SOURCE TEXT:
It is time for another Lessons Learned episode, where I highlight one of my teachers whose material has influenced my coaching, my business, or my life in general.

Today, I am excited to share with you teachings of one of my favorite authors, Jim Collins. Jim’s book, Good to Great has had a huge impact on my own life and business, and I want to share some of the lessons from this book on this episode. Join me as we look at topics like becoming great vs good, the power of having the right people in the right places in your life, how to examine and deal with raw facts, and how exactly you can become great.

What you will discover

  • Why we should pursue greatness rather than settling for “good.”
  • Why Jim believes that good is the enemy of great.
  • The power of finding and using the right people for the right roles in your life and business.
  • How to confront the brutal facts.
  • The power of knowing “one big thing.”
  • And much more!

Featured on the show

Episode Transcript

Welcome to The Life Coach School Podcast, where it’s all about real clients, real problems, and real coaching. And now your host, Master Coach Instructor, Brooke Castillo.

Hello, my friends. What’s going down? It’s such an amazing day today, of course, because it’s always an amazing day. But here’s what’s cool about today; it’s like summer hot rain. You probably don’t have that if you don’t live in Texas, but we have a hot summer day with lots of clouds and rain. It’s my favorite. I love summer rain and it just doesn’t mess around here. Like, that rain comes down like it means it, so that’s what we’re having today.

We’re talking about Jim Collins, one of my favorite, favorite authors. My favorite book that he wrote is Good to Great and it just kind of gives you all a perspective on me, that I have always been obsessed with self-help but I’ve also always been obsessed with business. And I think self-help helps with business so much.

And one of the things I love about Jim Collins and his book, Good to Great, is he talks about business and talks about what makes businesses good and great and he applies it to us personally as well. So I really appreciate the way he writes. I really appreciate the way he reads his audiobook too. I love all the research that goes into the conclusions that he makes and I love the connections he makes to our personal lives.

REQUIRED TASK A:
In the rows, swap "building" for "structure" in the part that opens with the line containing "Expected output, for every instance of the distant" and closes with the line containing "(1192, 245)", leaving everything else unchanged. Give back only those lines.

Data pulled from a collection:

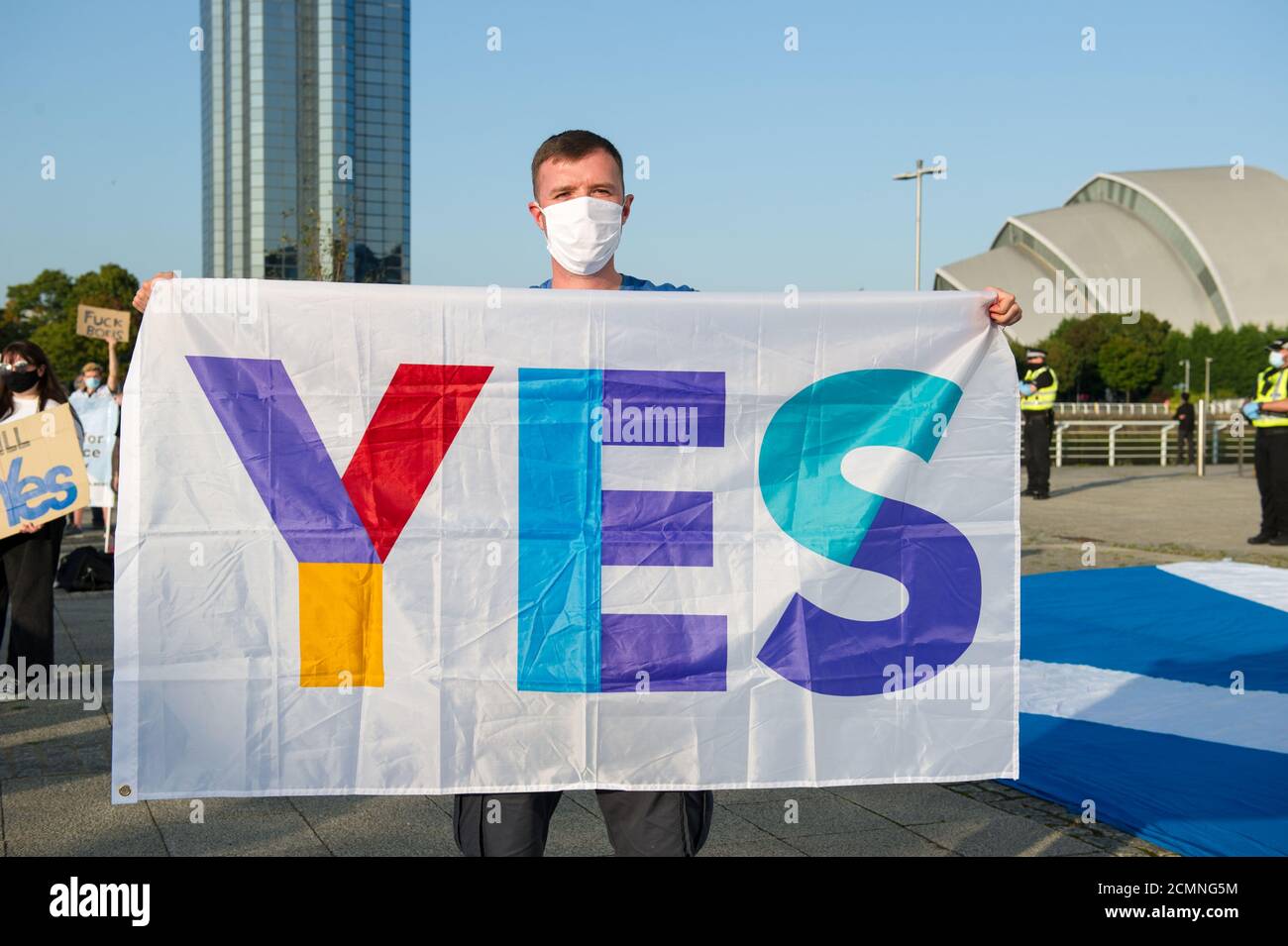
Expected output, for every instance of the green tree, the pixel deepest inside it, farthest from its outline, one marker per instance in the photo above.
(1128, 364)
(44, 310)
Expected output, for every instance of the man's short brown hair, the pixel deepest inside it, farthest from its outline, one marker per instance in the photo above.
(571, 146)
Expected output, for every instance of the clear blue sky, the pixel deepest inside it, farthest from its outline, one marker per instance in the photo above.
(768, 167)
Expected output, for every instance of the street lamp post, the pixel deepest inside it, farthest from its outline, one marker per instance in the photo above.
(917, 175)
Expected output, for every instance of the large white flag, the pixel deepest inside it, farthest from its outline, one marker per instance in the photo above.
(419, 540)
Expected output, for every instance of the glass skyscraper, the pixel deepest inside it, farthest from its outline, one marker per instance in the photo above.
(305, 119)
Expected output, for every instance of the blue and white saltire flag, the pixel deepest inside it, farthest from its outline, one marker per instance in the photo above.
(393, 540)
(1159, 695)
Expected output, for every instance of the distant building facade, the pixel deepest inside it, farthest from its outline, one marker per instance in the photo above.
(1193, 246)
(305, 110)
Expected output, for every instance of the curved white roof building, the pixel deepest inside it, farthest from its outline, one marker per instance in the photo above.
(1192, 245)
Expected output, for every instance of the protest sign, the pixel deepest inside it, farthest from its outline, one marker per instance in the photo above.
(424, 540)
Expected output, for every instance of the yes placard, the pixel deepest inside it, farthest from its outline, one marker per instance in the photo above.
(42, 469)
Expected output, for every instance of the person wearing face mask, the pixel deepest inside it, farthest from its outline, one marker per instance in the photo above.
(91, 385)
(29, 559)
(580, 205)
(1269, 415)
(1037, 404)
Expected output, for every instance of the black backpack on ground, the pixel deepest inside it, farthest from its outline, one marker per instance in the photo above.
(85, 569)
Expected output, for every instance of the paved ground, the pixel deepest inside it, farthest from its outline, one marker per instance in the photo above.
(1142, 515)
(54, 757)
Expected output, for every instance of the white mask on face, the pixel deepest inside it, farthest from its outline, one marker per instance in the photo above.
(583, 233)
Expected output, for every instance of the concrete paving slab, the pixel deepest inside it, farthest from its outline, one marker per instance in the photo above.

REQUIRED TASK B:
Duplicate the Good to Great episode text in full, word for word.

WORKED SOLUTION A:
Expected output, for every instance of the distant structure facade, the pixel deepest inside it, farthest from its outline, one marker per instance in the photo above.
(1193, 246)
(305, 110)
Expected output, for every instance of the curved white roof structure, the pixel deepest inside it, farthest from its outline, one marker per instance in the photo above.
(1192, 245)

WORKED SOLUTION B:
It is time for another Lessons Learned episode, where I highlight one of my teachers whose material has influenced my coaching, my business, or my life in general.

Today, I am excited to share with you teachings of one of my favorite authors, Jim Collins. Jim’s book, Good to Great has had a huge impact on my own life and business, and I want to share some of the lessons from this book on this episode. Join me as we look at topics like becoming great vs good, the power of having the right people in the right places in your life, how to examine and deal with raw facts, and how exactly you can become great.

What you will discover

  • Why we should pursue greatness rather than settling for “good.”
  • Why Jim believes that good is the enemy of great.
  • The power of finding and using the right people for the right roles in your life and business.
  • How to confront the brutal facts.
  • The power of knowing “one big thing.”
  • And much more!

Featured on the show

Episode Transcript

Welcome to The Life Coach School Podcast, where it’s all about real clients, real problems, and real coaching. And now your host, Master Coach Instructor, Brooke Castillo.

Hello, my friends. What’s going down? It’s such an amazing day today, of course, because it’s always an amazing day. But here’s what’s cool about today; it’s like summer hot rain. You probably don’t have that if you don’t live in Texas, but we have a hot summer day with lots of clouds and rain. It’s my favorite. I love summer rain and it just doesn’t mess around here. Like, that rain comes down like it means it, so that’s what we’re having today.

We’re talking about Jim Collins, one of my favorite, favorite authors. My favorite book that he wrote is Good to Great and it just kind of gives you all a perspective on me, that I have always been obsessed with self-help but I’ve also always been obsessed with business. And I think self-help helps with business so much.

And one of the things I love about Jim Collins and his book, Good to Great, is he talks about business and talks about what makes businesses good and great and he applies it to us personally as well. So I really appreciate the way he writes. I really appreciate the way he reads his audiobook too. I love all the research that goes into the conclusions that he makes and I love the connections he makes to our personal lives.